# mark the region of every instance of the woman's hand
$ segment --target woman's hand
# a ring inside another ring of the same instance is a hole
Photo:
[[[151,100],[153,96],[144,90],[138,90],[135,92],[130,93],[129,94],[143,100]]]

### Exercise:
Rewrite every line of the records above, requests included, and raise each polygon point coordinate in the answers by 36. Leave the numbers in the requests unchanged.

### Response to the task:
# mark the region of every instance of the woman's hand
$ segment --target woman's hand
# a ring inside another ring of the same instance is a hole
Photo:
[[[187,136],[189,132],[180,126],[174,126],[171,128],[166,129],[165,130],[179,136]]]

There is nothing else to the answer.